> **TASK GOAL**:
Count the lines below that contain the string "white", treating uppercase and lowercase letters as different, and give only that number.

> **RECORDS**:
_ _ _ _

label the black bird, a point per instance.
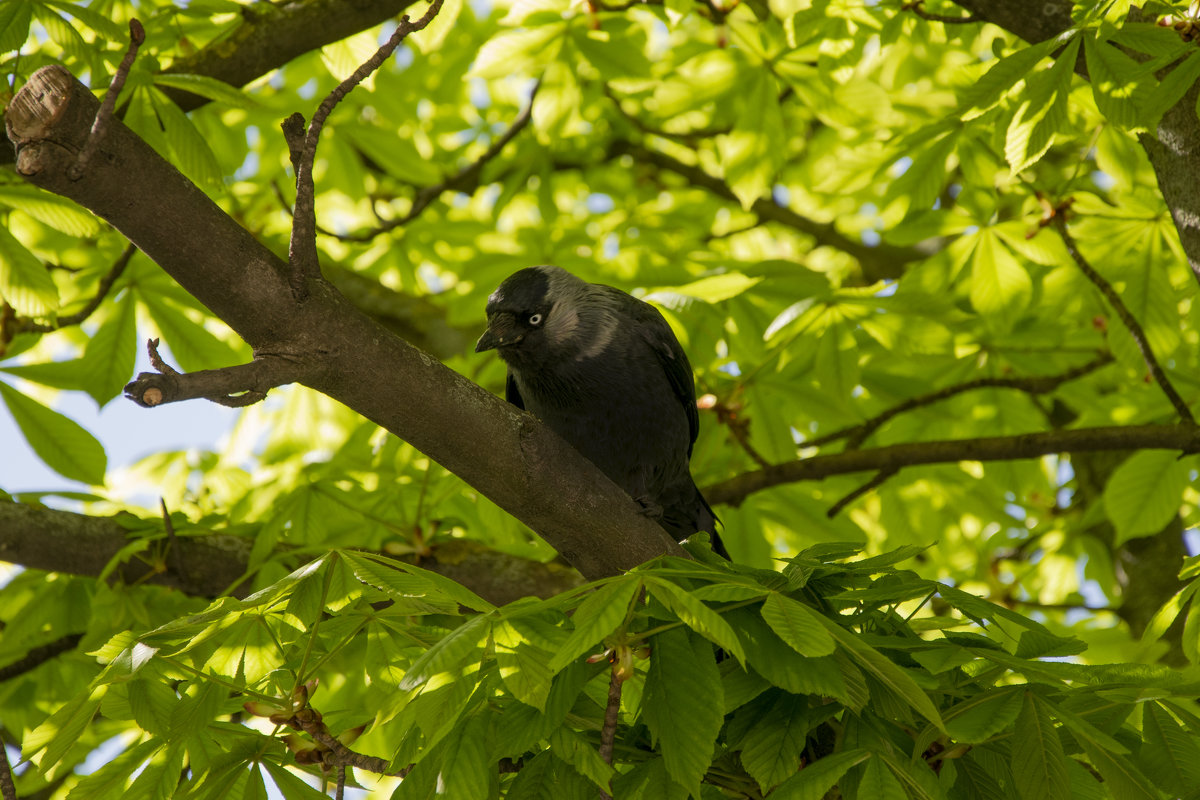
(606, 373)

_ _ _ _

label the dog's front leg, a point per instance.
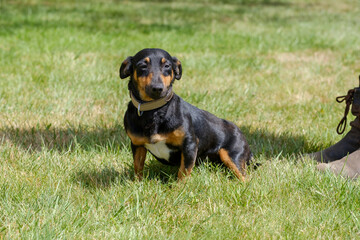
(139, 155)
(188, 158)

_ _ _ _

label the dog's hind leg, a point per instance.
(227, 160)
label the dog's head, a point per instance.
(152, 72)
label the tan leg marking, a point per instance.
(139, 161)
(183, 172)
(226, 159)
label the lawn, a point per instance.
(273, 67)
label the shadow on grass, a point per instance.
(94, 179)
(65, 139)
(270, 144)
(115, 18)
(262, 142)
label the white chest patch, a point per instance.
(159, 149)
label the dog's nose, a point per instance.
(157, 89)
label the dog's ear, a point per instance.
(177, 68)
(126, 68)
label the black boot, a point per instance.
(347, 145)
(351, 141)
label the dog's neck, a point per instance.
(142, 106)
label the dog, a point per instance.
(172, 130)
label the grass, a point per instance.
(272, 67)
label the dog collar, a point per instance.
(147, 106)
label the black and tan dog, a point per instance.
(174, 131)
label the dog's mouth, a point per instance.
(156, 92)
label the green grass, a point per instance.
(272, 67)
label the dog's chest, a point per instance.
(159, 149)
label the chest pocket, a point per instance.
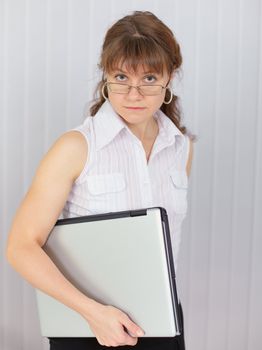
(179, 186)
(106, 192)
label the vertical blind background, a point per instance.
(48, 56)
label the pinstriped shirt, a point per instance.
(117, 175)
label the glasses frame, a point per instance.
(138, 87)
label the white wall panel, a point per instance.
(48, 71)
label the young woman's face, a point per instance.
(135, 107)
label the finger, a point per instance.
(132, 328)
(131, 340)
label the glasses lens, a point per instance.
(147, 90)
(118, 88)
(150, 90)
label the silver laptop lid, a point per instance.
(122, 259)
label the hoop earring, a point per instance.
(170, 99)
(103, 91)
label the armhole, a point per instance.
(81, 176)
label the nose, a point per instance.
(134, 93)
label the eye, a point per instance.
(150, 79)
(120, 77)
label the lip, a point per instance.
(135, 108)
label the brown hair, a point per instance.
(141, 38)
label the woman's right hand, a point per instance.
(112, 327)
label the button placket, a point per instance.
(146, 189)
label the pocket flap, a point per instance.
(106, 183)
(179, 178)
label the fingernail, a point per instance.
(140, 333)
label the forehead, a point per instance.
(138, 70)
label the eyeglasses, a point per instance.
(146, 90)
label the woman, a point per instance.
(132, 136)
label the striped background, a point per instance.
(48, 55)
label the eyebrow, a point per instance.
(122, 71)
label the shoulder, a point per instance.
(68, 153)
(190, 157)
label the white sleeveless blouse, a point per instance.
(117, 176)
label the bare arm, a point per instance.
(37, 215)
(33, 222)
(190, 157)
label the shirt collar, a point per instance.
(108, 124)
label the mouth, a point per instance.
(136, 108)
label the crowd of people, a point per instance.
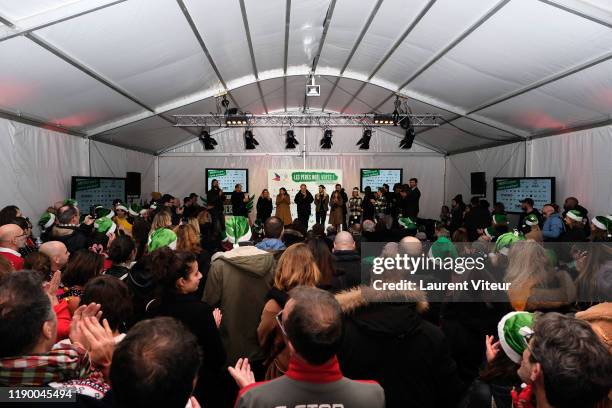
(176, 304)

_ _ _ _

> **FULL ANSWER**:
3